++++ Input material
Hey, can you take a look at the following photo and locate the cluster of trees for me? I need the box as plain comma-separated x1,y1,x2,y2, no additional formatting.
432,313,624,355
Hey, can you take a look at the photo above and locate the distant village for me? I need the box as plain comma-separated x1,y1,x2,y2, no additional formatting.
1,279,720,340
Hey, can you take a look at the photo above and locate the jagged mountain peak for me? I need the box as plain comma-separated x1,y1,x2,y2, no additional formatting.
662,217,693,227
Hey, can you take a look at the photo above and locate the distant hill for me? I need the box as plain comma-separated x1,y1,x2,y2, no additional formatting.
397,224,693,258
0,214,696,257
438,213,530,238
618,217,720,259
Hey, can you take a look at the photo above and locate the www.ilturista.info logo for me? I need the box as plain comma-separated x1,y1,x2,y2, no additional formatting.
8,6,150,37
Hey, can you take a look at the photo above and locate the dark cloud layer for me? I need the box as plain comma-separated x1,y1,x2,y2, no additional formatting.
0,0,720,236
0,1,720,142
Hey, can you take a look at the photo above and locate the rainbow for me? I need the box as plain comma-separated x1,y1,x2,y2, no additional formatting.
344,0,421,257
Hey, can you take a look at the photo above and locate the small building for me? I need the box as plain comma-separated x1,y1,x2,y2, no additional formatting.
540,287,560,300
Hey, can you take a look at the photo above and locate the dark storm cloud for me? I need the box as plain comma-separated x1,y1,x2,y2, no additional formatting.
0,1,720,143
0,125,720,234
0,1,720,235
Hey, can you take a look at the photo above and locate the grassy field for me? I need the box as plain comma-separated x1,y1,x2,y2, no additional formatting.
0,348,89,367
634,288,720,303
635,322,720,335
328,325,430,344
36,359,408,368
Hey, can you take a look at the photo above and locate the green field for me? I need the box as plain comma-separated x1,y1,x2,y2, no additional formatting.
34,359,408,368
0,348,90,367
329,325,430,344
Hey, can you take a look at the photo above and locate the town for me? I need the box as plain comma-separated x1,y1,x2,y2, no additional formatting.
++++++++
What the task asks | Print all of the entries above word for word, without changing anything.

Answer to this problem |
Hey, can you take a look at the following photo and locate the cluster of trees for me? I need the box as plain comma-separated x1,y1,x2,y2, no additional formatting.
432,313,624,355
Hey, can you take a look at the photo above and locate the distant village for me? I need the box as plain comma-separated x1,y1,x2,y2, no additional formatting.
1,279,720,340
Hey, can you take a look at the photo above and locate the jagged mountain peak for me? I need the box as plain comma-separated x1,y1,x2,y2, no additional formatting.
662,217,693,227
Hey, can you take a look at the photo above and locate the distant hill for me? I need the box as plain comma-separated x1,y1,x2,y2, no additional formatting.
397,224,693,258
0,214,696,257
438,213,530,238
618,217,720,259
Hey, can you take a look at the photo above and locate the www.ilturista.info logo for me? I need the box as plain comma-separated x1,y1,x2,y2, no additional formatting.
8,6,150,37
Hey, can you take a look at the photo above and locate the dark cloud layer for me? I need the box as plain comma-separated x1,y1,x2,y2, no additional formatting.
0,0,720,236
0,1,720,142
Hey, can you take a look at the photo above and locate the rainbow for me? I need the box as plain comma-separated x1,y1,x2,y2, no additional formatting.
344,0,421,257
Hey, can you take a look at the photo above and locate the small building for me? I need the box as plain comma-separated x1,y1,x2,y2, no additional formatting.
540,287,560,300
Hey, can you take a look at the photo above and locate the dark storm cloud for me? I need the box as plain comma-separated x1,y1,x2,y2, no additional formatting.
0,1,720,143
0,125,720,234
0,1,720,235
Hey, can you take a look at the photo above and locate the grassy field for me? I need the box as plain comma-separated x1,y1,x2,y2, no additional formatting.
0,348,89,367
634,288,720,303
635,322,720,335
328,325,430,344
36,359,408,368
Hey, can you take a look at the photo above and locate the green field for me? I need the box as plain comma-separated x1,y1,x2,y2, no additional formatting.
34,359,408,368
0,348,90,367
329,325,430,344
Hey, can you take a look at the photo above and locate the town for me? I need the box as plain comma-separated x1,y1,x2,y2, no additional formatting.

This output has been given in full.